• _EXTRACTED TEXT_
....

= De bono coniugali =

De bono coniugali (The Good of Marriage) is a treatise by Augustine of Hippo, written approximately 401 AD. It was the first systematic treatise on marriage.

== Background ==
Agustine began working on De Bono Coniugali primarily to respond to the ideas of a Roman monk, Jovinian., however the work was also meant to rebut the claims of Jerome and the Manicheans on the same issue.

Jovinian was the most explicit target of the work, written to answer firstly the thesis that marriage and virginity, according to the monk, should be placed on the same level for five fundamental reasons:
- There is no difference, regarding perfection of the soul, between widowhood, marriage, and virginity.
- Once a Christian is baptized, the Evil One cannot overcome him: if the Christian sins, they can repent and restore harmony with God.
- The mortification of the flesh does not render the soul more holy than gratitude to the Lord only does.
- On Judgement Day there will not be any distinction in the rewards given.
- Mary conceived Christ virginally but lost her virginity in giving birth to him.

The writing of Jovinian was branded "reckless writing" (conscriptio temeraria) in 392 or 393 AD and the monk fled to Milan, where his writing was condemned at a council presided over by Ambrose as "horrible writing" (conscriptio horrifica).

....

• _SHORT TASK 1_
Reproduce the article on De bono coniugali verbatim, from "Jovinian was the" to "birth to him.".
• _SHORT TASK 2_
Write the next part of the article on De bono coniugali, picking up after its final sentence.
The rows that come after the article are not needed.

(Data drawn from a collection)
....

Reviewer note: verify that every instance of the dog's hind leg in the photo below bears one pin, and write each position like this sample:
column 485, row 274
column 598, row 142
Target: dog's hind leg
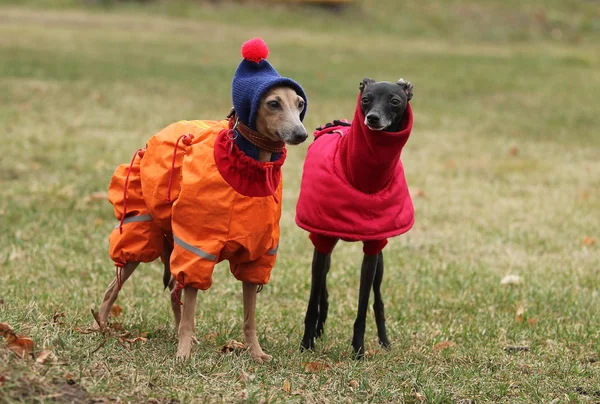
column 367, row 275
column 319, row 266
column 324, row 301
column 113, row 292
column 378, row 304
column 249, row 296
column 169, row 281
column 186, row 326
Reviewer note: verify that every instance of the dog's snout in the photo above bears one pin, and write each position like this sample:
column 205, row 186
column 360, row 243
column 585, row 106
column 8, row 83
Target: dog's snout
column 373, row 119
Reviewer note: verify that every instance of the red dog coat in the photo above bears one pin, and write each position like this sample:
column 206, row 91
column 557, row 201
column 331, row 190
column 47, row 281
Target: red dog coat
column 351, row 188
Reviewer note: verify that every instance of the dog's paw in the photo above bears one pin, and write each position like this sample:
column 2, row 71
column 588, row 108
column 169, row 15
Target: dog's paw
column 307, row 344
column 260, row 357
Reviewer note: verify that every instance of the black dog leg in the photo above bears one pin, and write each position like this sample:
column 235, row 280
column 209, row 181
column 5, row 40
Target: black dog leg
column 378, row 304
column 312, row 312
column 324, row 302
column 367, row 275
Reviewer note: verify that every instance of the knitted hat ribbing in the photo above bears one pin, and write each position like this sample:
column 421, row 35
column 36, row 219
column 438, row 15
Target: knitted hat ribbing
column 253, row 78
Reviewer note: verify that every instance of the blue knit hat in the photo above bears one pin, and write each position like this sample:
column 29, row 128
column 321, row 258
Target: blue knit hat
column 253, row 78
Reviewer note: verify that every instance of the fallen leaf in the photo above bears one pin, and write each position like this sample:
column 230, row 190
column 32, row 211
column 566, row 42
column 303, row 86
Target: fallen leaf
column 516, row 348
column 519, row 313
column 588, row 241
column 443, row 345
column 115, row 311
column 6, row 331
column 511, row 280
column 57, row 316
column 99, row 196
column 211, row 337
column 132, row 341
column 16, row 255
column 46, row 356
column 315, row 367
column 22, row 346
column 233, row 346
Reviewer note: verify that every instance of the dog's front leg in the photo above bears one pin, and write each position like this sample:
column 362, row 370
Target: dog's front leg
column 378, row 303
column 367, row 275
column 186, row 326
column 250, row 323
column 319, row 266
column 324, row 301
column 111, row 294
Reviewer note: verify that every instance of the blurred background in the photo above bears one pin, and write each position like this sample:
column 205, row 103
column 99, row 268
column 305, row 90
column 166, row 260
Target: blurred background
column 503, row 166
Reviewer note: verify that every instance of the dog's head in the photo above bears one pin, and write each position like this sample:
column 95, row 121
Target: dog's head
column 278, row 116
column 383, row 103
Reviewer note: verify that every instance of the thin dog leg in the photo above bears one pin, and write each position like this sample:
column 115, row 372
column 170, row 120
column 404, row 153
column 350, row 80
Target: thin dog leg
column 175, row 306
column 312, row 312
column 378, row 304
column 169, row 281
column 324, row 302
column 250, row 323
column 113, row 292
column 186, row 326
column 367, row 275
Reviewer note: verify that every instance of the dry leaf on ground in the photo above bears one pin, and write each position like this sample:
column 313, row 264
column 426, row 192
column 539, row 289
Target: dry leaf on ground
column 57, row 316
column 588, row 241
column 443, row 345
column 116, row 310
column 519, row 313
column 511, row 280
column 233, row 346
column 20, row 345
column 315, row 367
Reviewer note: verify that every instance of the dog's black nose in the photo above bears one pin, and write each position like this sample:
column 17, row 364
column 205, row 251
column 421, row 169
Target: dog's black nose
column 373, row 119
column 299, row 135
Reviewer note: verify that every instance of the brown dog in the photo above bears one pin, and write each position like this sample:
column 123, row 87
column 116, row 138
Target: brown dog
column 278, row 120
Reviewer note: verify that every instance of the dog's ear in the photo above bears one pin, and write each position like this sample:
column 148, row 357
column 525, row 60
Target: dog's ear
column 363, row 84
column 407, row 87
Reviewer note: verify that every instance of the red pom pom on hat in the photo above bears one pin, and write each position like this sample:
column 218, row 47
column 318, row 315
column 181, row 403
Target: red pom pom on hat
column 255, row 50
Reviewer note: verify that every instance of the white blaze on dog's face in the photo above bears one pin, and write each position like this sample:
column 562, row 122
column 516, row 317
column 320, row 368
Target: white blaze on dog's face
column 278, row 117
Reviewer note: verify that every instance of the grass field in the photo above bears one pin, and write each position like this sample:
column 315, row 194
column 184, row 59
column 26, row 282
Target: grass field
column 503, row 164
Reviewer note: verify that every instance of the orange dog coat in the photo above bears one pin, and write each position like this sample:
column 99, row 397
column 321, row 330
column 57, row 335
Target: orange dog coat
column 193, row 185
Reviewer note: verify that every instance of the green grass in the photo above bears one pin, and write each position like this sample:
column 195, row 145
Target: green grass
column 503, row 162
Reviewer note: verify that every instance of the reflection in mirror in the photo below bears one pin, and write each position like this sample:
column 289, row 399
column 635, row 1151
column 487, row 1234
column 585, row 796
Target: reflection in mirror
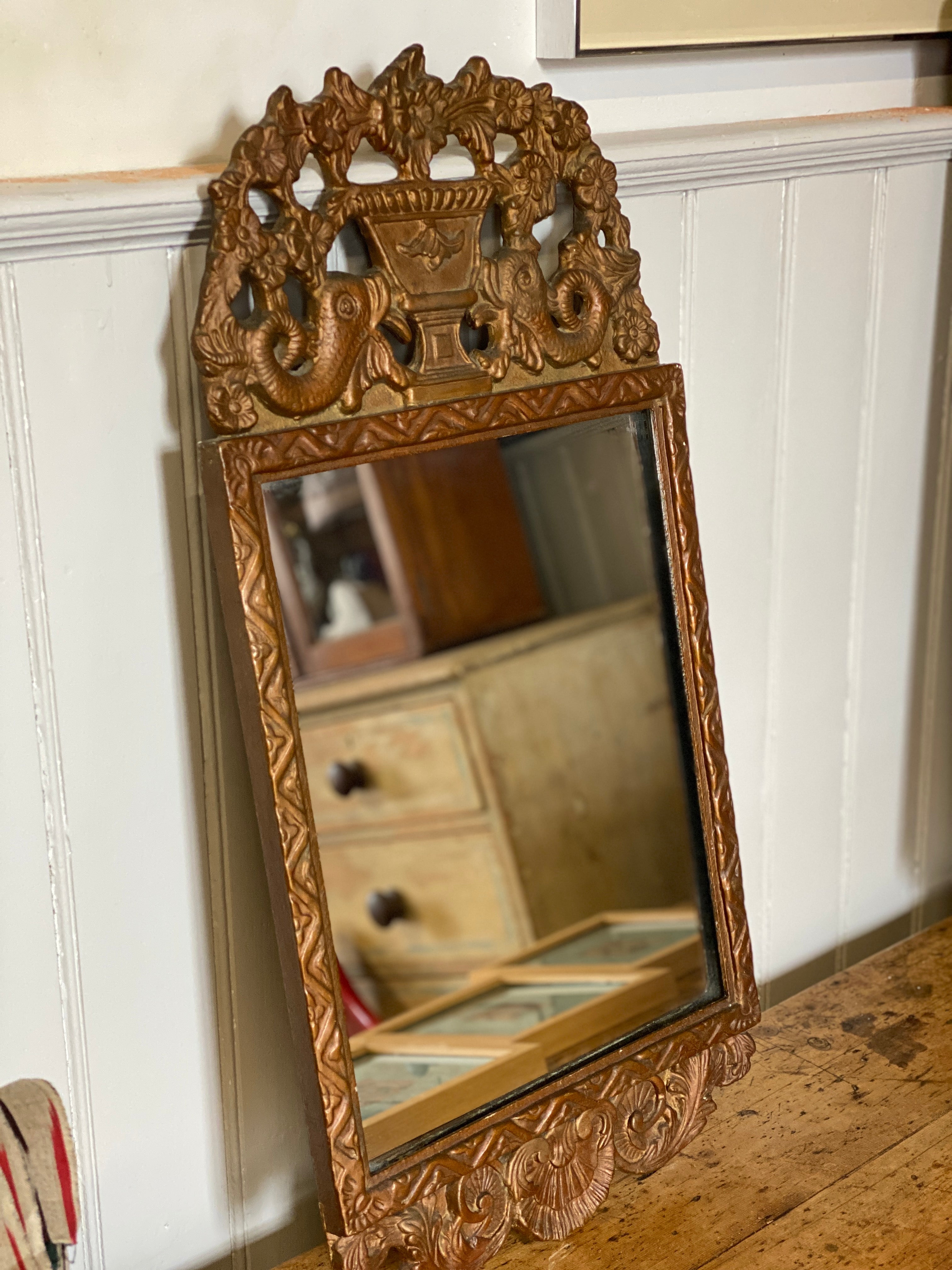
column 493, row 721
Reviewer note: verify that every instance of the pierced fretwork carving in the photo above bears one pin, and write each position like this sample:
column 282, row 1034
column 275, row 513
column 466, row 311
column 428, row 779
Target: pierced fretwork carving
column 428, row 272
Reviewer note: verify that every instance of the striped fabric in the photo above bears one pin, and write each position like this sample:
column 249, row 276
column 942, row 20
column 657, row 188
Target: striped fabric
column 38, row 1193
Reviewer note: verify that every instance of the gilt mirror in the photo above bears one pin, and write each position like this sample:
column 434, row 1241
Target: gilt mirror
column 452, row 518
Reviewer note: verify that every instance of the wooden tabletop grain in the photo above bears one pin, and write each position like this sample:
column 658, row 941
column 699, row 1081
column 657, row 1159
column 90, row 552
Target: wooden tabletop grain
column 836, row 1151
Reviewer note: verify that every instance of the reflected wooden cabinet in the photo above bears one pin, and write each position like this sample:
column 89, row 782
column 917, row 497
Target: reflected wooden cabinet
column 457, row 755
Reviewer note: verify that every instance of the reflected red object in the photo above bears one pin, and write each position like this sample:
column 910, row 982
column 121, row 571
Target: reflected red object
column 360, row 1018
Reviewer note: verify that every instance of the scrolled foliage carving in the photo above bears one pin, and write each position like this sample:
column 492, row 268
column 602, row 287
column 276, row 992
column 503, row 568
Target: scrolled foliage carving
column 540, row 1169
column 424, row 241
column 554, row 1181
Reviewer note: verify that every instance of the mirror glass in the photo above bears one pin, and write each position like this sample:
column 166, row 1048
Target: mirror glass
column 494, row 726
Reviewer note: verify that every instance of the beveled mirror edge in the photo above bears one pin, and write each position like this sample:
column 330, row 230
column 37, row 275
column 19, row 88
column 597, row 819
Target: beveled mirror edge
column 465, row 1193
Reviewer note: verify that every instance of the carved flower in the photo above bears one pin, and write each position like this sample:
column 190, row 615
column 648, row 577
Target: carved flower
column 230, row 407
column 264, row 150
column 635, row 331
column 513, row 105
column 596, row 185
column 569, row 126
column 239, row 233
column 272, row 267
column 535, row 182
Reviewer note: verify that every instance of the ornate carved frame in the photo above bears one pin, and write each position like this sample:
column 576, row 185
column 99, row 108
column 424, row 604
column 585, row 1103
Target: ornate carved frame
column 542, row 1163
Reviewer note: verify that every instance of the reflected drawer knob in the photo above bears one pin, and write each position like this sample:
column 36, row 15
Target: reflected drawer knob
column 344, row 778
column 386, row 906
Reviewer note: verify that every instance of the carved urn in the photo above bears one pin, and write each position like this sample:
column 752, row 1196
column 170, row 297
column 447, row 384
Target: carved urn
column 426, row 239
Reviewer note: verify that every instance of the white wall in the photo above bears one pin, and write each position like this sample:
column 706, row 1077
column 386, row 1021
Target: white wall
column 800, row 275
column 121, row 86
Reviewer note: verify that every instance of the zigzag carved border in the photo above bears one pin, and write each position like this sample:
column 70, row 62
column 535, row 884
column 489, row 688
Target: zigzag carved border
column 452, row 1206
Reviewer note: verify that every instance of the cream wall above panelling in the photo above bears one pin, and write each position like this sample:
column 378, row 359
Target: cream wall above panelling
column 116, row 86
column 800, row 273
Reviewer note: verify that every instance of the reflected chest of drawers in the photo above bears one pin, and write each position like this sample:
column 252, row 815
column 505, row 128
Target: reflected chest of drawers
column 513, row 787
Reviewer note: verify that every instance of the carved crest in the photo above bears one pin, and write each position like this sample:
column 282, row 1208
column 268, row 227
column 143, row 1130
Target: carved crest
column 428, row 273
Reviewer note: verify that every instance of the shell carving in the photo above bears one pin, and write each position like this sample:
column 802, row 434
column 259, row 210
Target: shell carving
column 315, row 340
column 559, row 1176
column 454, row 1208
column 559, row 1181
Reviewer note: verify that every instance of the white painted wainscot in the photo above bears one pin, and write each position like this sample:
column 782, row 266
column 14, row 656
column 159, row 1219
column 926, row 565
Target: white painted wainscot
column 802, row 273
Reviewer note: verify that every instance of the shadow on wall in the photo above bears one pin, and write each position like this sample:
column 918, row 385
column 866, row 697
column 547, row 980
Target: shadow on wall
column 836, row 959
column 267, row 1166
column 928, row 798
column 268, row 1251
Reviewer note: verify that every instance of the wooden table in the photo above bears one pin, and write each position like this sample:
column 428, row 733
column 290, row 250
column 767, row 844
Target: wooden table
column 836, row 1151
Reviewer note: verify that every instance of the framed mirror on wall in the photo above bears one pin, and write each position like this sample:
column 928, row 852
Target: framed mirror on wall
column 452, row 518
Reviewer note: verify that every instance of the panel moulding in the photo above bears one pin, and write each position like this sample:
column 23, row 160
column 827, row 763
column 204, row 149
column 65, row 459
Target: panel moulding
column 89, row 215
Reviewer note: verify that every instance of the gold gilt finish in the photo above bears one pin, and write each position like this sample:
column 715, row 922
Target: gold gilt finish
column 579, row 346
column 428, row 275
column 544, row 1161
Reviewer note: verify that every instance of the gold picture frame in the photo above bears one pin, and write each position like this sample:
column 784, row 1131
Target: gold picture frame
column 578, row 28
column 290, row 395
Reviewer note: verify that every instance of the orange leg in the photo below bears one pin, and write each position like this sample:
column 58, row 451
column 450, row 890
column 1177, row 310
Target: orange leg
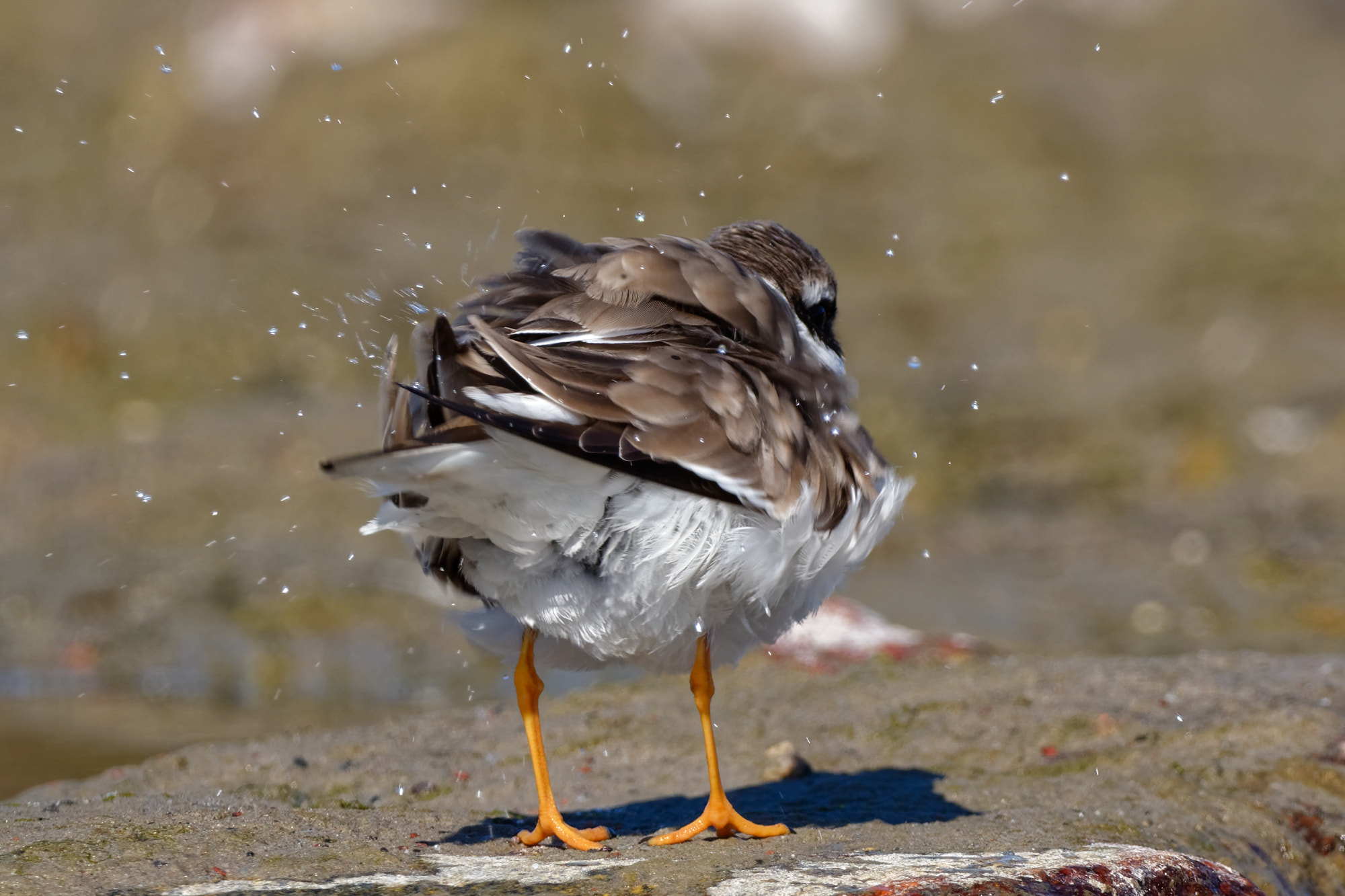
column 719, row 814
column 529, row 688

....

• _EXERCISE RESPONSE 1_
Jovinian was the most explicit target of the work, written to answer firstly the thesis that marriage and virginity, according to the monk, should be placed on the same level for five fundamental reasons:
- There is no difference, regarding perfection of the soul, between widowhood, marriage, and virginity.
- Once a Christian is baptized, the Evil One cannot overcome him: if the Christian sins, they can repent and restore harmony with God.
- The mortification of the flesh does not render the soul more holy than gratitude to the Lord only does.
- On Judgement Day there will not be any distinction in the rewards given.
- Mary conceived Christ virginally but lost her virginity in giving birth to him.

• _EXERCISE RESPONSE 2_
Nevertheless, the ideas of Jovinian gained some support, to the extent that a group of prominent Christians in the capital, concerned that the opinion of the monk would catch on further, wrote to Jerome, asking him to weigh in on the matter. This resulted in the treatise Adversus Iovinianum, written in 393/4 AD, in which Jerome stresses the superiority of virginity over marriage and paints a rather negative image of married life, to the point that in Rome his friends were surprised by the tone of the pamphlet, which turned out to be counterproductive. For this reason, in De Bono Coniugali, although it was clear that his direct target was Jovinian, Augustine tried to also implicitly divert the resentment Jerome unleashed by his denigration of marriage in the secular and married spheres, proposing, in fact, an intermediate position between the ideas of Jovinian and Jerome.

De Bono Coniugali is, moreover, also a reaction to the Manichean ideas of marriage. Augustine himself was a Manichean for about 10 years, from 374 AD until his arrival in Milan and his conversion. The Manichean sect held to the dualism of Good and Evil, incarnated respectively as God and Satan. This dualism was reflected, in the sphere of human carnality, in the soul and the body. Sensuality was considered by them to be a weapon forged by Satan to defeat Good, and all believers were therefore required to preserve their virginity and flee fleshly desire. No only this, but also procreation was a work of Evil. For this reason they held very critical positions towards the Patriarchs of the Old Testament, who were examples, according to them, of polygamy and immoderation. Augustine in De Bono Coniugali, forcefully rebutted this last point, justifying the conduct of the Patriarchs as absolutely necessary for the production of the descendants who would lead ultimately to the lineage of Christ and of Christians..

==Influences==

Augustine, in the writing of De Bono Coniugali, relied primarily on Paul of Tarsus and on exegetes like Cyprian, Tertullian, and Ambrose. Augustine had to rely on these sources, even though many earlier Greek Fathers had already interpreted the scriptures regarding marriage and virginity, because Augustine did not read Greek fluently at the time he wrote the treatise.

===Paul of Tarsus===
The passage from Paul that permeates De Bono Coniugali more than any other is the following:

3 The husband should fulfill his marital duty to his wife, and likewise the wife to her husband. 4 The wife does not have authority over her own body, but the husband. Likewise the husband does not have authority over his own body, but the wife.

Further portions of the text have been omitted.